#### EXCERPTED PASSAGE
Dupuytren’s contracture is a progressive hand deformity characterized by the thickening and tightening of the fascia, a layer of connective tissue beneath the skin of the palm. As the condition progresses, it can form rope-like cords that pull the fingers into a bent position(curling inward), making it difficult to straighten them.
It is also known as Viking disease, Morbus Dupuytren, palmar fibromatosis. Dupuytren contracture most often affects the two fingers farthest from the thumb. This can complicate everyday activities such as placing your hands in your pockets, putting on gloves or shaking hands.
There are two primary types of Dupuytren’s contracture:
• Primary Dupuytren’s Contracture: This form tends to develop gradually and has no clear cause.
• Secondary Dupuytren’s Contracture: This type can occur as a result of other factors such as hand trauma or certain medical conditions.
• Early symptoms include the development of small, tender lumps in the palm.
• Over time, thickened cords may form, causing one or more fingers to bend inward.
• The affected fingers might have difficulty straightening, impacting daily activities.
########
#### RECORDED DATA
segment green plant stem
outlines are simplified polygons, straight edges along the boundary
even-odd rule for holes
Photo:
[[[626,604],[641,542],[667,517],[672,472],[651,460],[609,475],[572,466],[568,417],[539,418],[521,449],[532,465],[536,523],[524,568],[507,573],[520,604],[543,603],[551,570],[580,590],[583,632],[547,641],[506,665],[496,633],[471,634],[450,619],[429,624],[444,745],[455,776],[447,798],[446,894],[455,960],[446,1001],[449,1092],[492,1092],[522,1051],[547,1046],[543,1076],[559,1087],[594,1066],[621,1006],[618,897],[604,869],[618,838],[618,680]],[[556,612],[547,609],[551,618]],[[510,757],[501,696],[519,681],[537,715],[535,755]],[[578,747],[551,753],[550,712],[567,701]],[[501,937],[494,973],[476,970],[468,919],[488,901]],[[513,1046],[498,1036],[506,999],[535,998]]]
########
#### RECORDED DATA
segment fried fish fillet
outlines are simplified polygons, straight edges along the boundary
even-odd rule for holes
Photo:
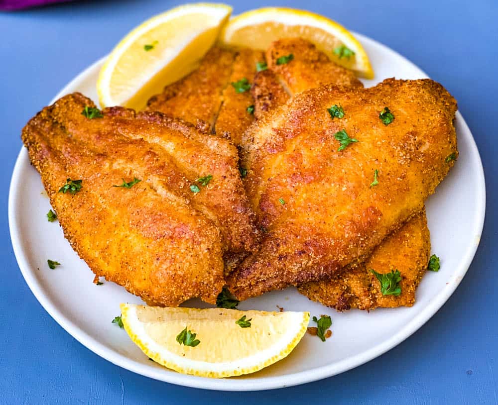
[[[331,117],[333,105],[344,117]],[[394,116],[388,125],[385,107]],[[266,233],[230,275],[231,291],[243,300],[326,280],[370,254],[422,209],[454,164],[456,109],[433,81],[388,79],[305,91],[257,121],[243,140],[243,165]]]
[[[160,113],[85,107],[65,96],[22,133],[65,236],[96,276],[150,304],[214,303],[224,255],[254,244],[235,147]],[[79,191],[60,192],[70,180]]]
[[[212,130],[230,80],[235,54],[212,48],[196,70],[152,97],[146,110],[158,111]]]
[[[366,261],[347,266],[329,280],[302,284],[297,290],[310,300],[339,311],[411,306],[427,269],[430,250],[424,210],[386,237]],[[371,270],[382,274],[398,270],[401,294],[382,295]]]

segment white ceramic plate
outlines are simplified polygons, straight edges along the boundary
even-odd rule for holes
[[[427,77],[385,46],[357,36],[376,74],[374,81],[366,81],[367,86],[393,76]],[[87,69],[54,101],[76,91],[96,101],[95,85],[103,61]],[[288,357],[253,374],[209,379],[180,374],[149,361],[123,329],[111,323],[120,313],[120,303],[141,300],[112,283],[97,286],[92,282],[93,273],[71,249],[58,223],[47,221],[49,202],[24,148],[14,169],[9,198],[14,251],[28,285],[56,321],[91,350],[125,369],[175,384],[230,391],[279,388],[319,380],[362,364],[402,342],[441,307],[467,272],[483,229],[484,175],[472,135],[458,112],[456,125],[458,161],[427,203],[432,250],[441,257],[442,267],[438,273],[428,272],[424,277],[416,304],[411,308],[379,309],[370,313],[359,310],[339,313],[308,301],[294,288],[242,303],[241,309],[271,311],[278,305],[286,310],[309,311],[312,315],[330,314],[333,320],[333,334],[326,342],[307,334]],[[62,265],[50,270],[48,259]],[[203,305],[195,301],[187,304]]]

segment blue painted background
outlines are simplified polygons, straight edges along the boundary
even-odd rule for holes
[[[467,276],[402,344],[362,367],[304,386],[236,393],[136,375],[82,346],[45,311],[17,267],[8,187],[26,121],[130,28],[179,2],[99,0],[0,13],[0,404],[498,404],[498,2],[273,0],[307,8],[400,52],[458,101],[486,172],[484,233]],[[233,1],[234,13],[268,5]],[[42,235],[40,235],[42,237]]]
########
WHAT YOU NEED TO DO:
1. Repeat word for word the part of the passage on Dupuytren's contracture that opens with the words containing "It is also known" and closes with "no clear cause.".
2. Write the next part of the passage on Dupuytren's contracture, picking up after its final sentence.

TASK RESULTS:
1.
It is also known as Viking disease, Morbus Dupuytren, palmar fibromatosis. Dupuytren contracture most often affects the two fingers farthest from the thumb. This can complicate everyday activities such as placing your hands in your pockets, putting on gloves or shaking hands.
There are two primary types of Dupuytren’s contracture:
• Primary Dupuytren’s Contracture: This form tends to develop gradually and has no clear cause.

2.
The exact cause of Dupuytren’s contracture remains unclear, but several factors may contribute:
• Genetics: A family history of the condition increases the risk.
• Age and Gender: Dupuytren’s is more common in older men.
• Ancestry: People of Northern European descent are more susceptible.
• Smoking and Alcohol: These lifestyle factors may elevate the risk.
Risk Factors –
Several factors increase the likelihood of developing Dupuytren’s contracture, including advancing age, male gender, family history, and certain health conditions like diabetes and epilepsy.
While Dupuytren’s contracture itself isn’t life-threatening, complications may arise, including:
• Impaired Hand Function: As the fingers contract, everyday tasks become challenging.
• Contracture Recurrence: After treatment, the condition may reoccur.
• Difficulty in Grip: Grip strength may be compromised, impacting work and daily activities.
• Diagnosing Dupuytren’s often involves a physical examination and medical history review.
• Doctors may assess the extent of finger contracture and palpate for nodules or cords.
• In some cases, imaging tests like ultrasound or MRI can provide a detailed view of affected tissues.
Several treatment options aim to manage Dupuytren’s contracture:
• Watchful Waiting: In mild cases, monitoring progression without immediate intervention may be appropriate.
• Medications: Collagenase injections can help break down the thickened cords.
• Needle Aponeurotomy: A minimally invasive procedure using a needle to puncture and release the cords.
• Surgery: Fasciectomy involves removing the affected tissue, and in severe cases, joint contracture release may be necessary.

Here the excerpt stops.